> [Consignes à suivre] Recopiez à l'identique le passage de l'extrait consacré à Stefano Savona, en commençant par « Stefano Savona éprouve » et en poursuivant jusqu'à « la Libération (2012). ».

Stefano Savona éprouve le besoin impérieux de raconter ce qui s’est passé dans ce quartier de Gaza, où il a entendu parler du « massacre de Zeitoun ». Il connaît la région, y a réalisé pendant les jours de la guerre des courts métrages, qu’il mettait en ligne. A suivi un premier documentaire de long métrage, fait de nombreux entretiens, Plomb durci (2009). Mais le cinéaste italien entend se focaliser sur les événements de Zeitoun. Il porte une attention suivie à la situation palestino-israélienne et aux printemps arabes, dont il a figuré en Égypte l’une des manifestations les plus spectaculaires et partant l’un des échecs les plus catastrophiques, Tahrir, Place de la Libération (2012).

Le cinéaste se pose résolument la question de la représentation de la tragédie. Comment donc filmer la violence, la souffrance, l’exécution d’hommes, de femmes, d’enfants ? Comment voir alors que l’on n’a rien vu (que l’on pense au dialogue irréconcilié des amants de Hiroshima mon amour d’Alain Resnais) ? Événements et réflexions appellent une tentative ambitieuse, une entreprise d’ampleur. D’autant qu’au quotidien, rien ne paraît pouvoir résister à la fiction. Des films souvent volontaristes avec force effets visuels véristes circulent. Exemple récent, la mise en scène de la famine en Ukraine en 1932-1933, deux millions de victimes, orchestrée par Staline. C’est Agnieszka Holland, réalisatrice polonaise, qui est à la manœuvre avec Mr. Jones, une reconstitution ampoulée et corsetée de bonnes intentions propre à la rhétorique d’un cinéma académique poisseux (film vu à la Berlinale, février 2019, dans la Compétition internationale).

Venu d’une autre planète cinématographique, Stefano Savona, parfaitement informé des événements à Gaza — toutes les données factuelles dans le film sont incontestables —, mesure la considérable difficulté éthique de s’en approcher, voire de se les approprier, nonobstant ses expériences de tournages sur place. Il décide dès lors de mettre en chantier une collaboration avec Simone Massi, un Italien, « animatore resistente », comme il le dit de lui-même. Il est illustrateur et auteur de films d’animation aux démarches radicales, qui ont fait sa discrète et internationale renommée. La rencontre est exceptionnellement fertile entre ces deux personnalités, qui partagent un même sens de la responsabilité politique et esthétique à l’endroit des événements.

> [Données enregistrées]
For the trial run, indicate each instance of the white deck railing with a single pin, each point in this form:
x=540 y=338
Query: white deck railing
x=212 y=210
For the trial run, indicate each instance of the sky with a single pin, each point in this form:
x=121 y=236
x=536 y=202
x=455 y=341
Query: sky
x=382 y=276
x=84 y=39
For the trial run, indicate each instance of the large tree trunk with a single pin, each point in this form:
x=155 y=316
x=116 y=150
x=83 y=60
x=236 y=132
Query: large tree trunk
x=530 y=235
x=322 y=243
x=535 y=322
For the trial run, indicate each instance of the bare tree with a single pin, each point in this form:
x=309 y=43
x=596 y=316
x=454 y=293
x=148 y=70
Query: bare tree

> [Solution proposée]
Stefano Savona éprouve le besoin impérieux de raconter ce qui s’est passé dans ce quartier de Gaza, où il a entendu parler du « massacre de Zeitoun ». Il connaît la région, y a réalisé pendant les jours de la guerre des courts métrages, qu’il mettait en ligne. A suivi un premier documentaire de long métrage, fait de nombreux entretiens, Plomb durci (2009). Mais le cinéaste italien entend se focaliser sur les événements de Zeitoun. Il porte une attention suivie à la situation palestino-israélienne et aux printemps arabes, dont il a figuré en Égypte l’une des manifestations les plus spectaculaires et partant l’un des échecs les plus catastrophiques, Tahrir, Place de la Libération (2012).